## Text section
Student loan debt weighs more heavily on students of color than on their white counterparts.

An estimated 86.8% of black students borrow federal student loans to attend a four-year public college, as opposed to 59.9% of white students, according to the National Center for Education Statistics (NCES).

With rising tuition costs outpacing inflation and wage growth, many students are struggling to afford college. In fact, about 44 million Americans owe over $1.48 trillion in student loan debt.

But according to our in-depth analysis of data from Demos and NCES, black and Hispanic students are paying more when it comes to student loans than white students.

Key findings: Students of color carry the most student debt

  • Black students borrow federal student loans at higher rates than other groups of students. An estimated 77.7% of black students borrow federal student loans to pay for a higher education. This figure is significantly higher than the national average for all students (60%) and for white students (57.5%).

## Listed entries
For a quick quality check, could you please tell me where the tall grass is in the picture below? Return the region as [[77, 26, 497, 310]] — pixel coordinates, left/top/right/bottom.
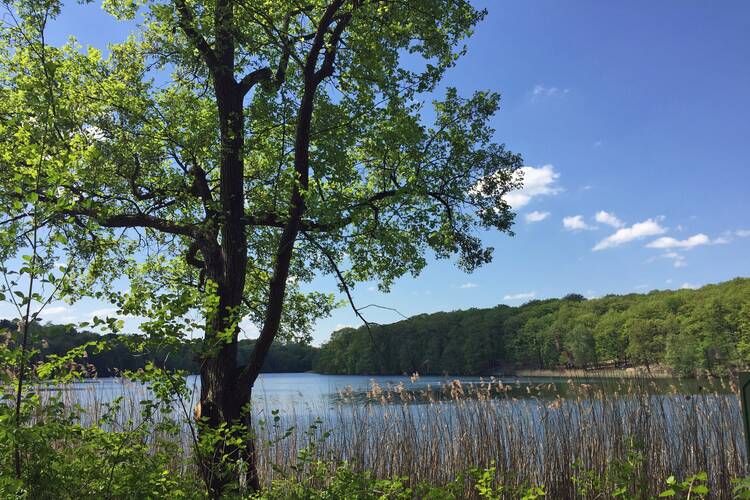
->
[[25, 379, 748, 498]]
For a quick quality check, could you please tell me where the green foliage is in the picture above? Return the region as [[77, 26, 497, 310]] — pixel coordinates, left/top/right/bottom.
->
[[315, 278, 750, 375], [659, 472, 712, 499], [0, 382, 201, 499], [0, 319, 318, 377]]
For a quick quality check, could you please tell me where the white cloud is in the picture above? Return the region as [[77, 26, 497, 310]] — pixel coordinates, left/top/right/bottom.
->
[[524, 210, 549, 223], [593, 219, 666, 251], [42, 306, 68, 316], [503, 292, 536, 300], [594, 210, 625, 229], [505, 165, 562, 210], [563, 215, 596, 231], [661, 252, 687, 267], [531, 83, 570, 102], [646, 233, 712, 250]]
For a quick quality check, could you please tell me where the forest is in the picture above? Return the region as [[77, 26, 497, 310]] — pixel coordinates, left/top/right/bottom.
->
[[10, 278, 750, 377], [315, 278, 750, 376], [0, 320, 318, 377]]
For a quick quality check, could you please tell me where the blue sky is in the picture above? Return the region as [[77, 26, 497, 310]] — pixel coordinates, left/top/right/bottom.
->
[[0, 0, 750, 343]]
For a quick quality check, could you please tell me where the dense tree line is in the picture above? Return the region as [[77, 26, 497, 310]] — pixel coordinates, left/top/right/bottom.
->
[[316, 278, 750, 375], [0, 320, 318, 377]]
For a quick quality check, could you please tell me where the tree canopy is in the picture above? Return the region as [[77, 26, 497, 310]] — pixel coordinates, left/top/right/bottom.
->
[[0, 0, 521, 495], [316, 278, 750, 375]]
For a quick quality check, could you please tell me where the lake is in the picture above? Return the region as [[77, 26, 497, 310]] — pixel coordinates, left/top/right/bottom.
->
[[33, 373, 750, 498]]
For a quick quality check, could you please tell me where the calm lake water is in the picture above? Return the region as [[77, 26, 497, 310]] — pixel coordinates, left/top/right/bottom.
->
[[36, 373, 730, 414]]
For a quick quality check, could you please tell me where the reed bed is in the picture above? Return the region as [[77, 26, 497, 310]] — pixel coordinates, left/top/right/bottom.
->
[[20, 378, 748, 498]]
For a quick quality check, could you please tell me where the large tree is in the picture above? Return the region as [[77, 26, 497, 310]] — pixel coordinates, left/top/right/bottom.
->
[[0, 0, 520, 496]]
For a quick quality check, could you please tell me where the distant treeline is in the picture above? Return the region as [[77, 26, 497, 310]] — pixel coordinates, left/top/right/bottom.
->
[[315, 278, 750, 375], [0, 320, 318, 377]]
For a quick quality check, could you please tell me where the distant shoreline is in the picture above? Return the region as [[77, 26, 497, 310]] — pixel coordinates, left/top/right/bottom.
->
[[514, 366, 675, 378]]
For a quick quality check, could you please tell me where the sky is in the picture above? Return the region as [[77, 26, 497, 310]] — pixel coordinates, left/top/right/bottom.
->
[[0, 0, 750, 344]]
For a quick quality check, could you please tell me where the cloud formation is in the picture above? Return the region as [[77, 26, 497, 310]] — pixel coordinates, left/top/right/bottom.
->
[[662, 252, 687, 267], [531, 83, 570, 102], [646, 233, 713, 250], [524, 210, 549, 224], [505, 165, 562, 210], [594, 210, 625, 229], [563, 215, 596, 231], [593, 219, 666, 252]]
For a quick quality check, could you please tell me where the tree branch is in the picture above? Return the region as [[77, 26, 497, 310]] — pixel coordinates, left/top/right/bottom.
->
[[175, 0, 219, 74]]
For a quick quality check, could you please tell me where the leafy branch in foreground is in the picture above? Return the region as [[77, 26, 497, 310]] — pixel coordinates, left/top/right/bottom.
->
[[0, 0, 521, 497]]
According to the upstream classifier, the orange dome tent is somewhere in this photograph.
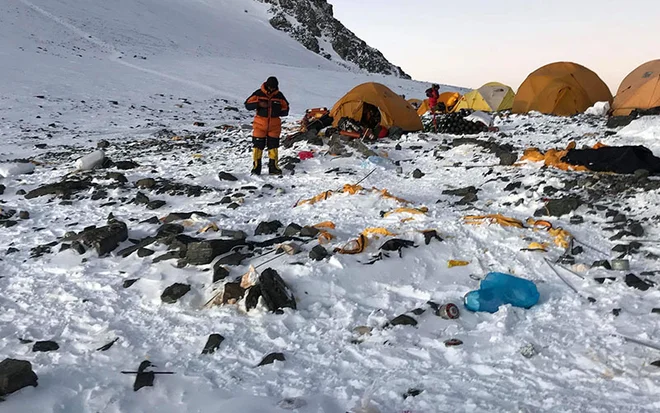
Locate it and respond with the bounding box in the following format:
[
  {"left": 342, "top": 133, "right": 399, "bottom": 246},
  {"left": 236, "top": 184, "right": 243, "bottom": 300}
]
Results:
[
  {"left": 512, "top": 62, "right": 612, "bottom": 116},
  {"left": 612, "top": 60, "right": 660, "bottom": 116},
  {"left": 330, "top": 83, "right": 423, "bottom": 132}
]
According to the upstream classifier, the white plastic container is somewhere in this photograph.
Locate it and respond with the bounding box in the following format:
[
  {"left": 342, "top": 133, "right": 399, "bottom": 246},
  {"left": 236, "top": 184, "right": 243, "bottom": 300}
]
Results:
[{"left": 76, "top": 151, "right": 105, "bottom": 171}]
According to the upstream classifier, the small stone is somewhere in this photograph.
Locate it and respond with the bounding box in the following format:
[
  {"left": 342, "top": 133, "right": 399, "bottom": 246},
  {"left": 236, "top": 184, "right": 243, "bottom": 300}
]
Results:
[
  {"left": 71, "top": 241, "right": 87, "bottom": 255},
  {"left": 137, "top": 248, "right": 156, "bottom": 257},
  {"left": 222, "top": 282, "right": 245, "bottom": 304},
  {"left": 213, "top": 262, "right": 229, "bottom": 284},
  {"left": 300, "top": 227, "right": 321, "bottom": 238},
  {"left": 257, "top": 353, "right": 286, "bottom": 367},
  {"left": 135, "top": 178, "right": 156, "bottom": 189},
  {"left": 32, "top": 341, "right": 60, "bottom": 352},
  {"left": 147, "top": 199, "right": 167, "bottom": 209},
  {"left": 218, "top": 172, "right": 238, "bottom": 181},
  {"left": 390, "top": 314, "right": 417, "bottom": 326},
  {"left": 403, "top": 389, "right": 424, "bottom": 400},
  {"left": 121, "top": 278, "right": 139, "bottom": 288},
  {"left": 309, "top": 245, "right": 330, "bottom": 261},
  {"left": 202, "top": 334, "right": 225, "bottom": 354},
  {"left": 133, "top": 192, "right": 149, "bottom": 204},
  {"left": 160, "top": 283, "right": 190, "bottom": 304},
  {"left": 0, "top": 358, "right": 39, "bottom": 401}
]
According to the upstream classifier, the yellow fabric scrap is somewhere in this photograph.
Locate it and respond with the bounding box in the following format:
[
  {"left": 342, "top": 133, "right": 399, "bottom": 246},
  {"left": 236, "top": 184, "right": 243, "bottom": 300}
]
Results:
[
  {"left": 447, "top": 260, "right": 470, "bottom": 268},
  {"left": 463, "top": 214, "right": 525, "bottom": 228}
]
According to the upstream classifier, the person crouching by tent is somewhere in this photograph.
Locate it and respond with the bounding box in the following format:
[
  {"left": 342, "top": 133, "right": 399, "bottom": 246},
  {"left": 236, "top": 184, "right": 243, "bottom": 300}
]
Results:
[
  {"left": 426, "top": 84, "right": 440, "bottom": 113},
  {"left": 245, "top": 76, "right": 289, "bottom": 175}
]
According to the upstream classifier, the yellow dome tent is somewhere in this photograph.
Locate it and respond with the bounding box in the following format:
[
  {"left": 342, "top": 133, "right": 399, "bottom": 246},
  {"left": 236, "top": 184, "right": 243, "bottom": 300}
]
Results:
[
  {"left": 417, "top": 92, "right": 461, "bottom": 116},
  {"left": 454, "top": 82, "right": 516, "bottom": 112},
  {"left": 330, "top": 83, "right": 423, "bottom": 132},
  {"left": 512, "top": 62, "right": 612, "bottom": 116},
  {"left": 408, "top": 99, "right": 424, "bottom": 110},
  {"left": 612, "top": 60, "right": 660, "bottom": 116}
]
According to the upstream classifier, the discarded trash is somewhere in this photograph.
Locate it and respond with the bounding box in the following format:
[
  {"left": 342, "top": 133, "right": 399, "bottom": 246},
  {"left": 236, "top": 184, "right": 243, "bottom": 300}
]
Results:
[
  {"left": 464, "top": 272, "right": 539, "bottom": 313},
  {"left": 447, "top": 260, "right": 470, "bottom": 268},
  {"left": 435, "top": 303, "right": 460, "bottom": 320},
  {"left": 611, "top": 259, "right": 630, "bottom": 271},
  {"left": 298, "top": 151, "right": 314, "bottom": 161},
  {"left": 76, "top": 151, "right": 105, "bottom": 171}
]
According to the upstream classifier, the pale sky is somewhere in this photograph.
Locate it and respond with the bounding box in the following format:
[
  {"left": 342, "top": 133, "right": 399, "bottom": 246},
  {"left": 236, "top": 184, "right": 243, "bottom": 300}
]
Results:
[{"left": 329, "top": 0, "right": 660, "bottom": 94}]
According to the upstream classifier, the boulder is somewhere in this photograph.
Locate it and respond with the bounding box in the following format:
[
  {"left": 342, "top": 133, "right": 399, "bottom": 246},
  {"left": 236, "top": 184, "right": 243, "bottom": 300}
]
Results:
[
  {"left": 32, "top": 340, "right": 60, "bottom": 352},
  {"left": 79, "top": 221, "right": 128, "bottom": 256},
  {"left": 0, "top": 358, "right": 39, "bottom": 396},
  {"left": 259, "top": 268, "right": 296, "bottom": 311},
  {"left": 25, "top": 180, "right": 92, "bottom": 199},
  {"left": 160, "top": 283, "right": 190, "bottom": 304},
  {"left": 202, "top": 334, "right": 225, "bottom": 354},
  {"left": 257, "top": 353, "right": 286, "bottom": 367},
  {"left": 186, "top": 239, "right": 245, "bottom": 265}
]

## The problem
Please return the student loan debt text from "Student loan debt weighs" to "than white students.", word for word.

## The result
Student loan debt weighs more heavily on students of color than on their white counterparts.

An estimated 86.8% of black students borrow federal student loans to attend a four-year public college, as opposed to 59.9% of white students, according to the National Center for Education Statistics (NCES).

With rising tuition costs outpacing inflation and wage growth, many students are struggling to afford college. In fact, about 44 million Americans owe over $1.48 trillion in student loan debt.

But according to our in-depth analysis of data from Demos and NCES, black and Hispanic students are paying more when it comes to student loans than white students.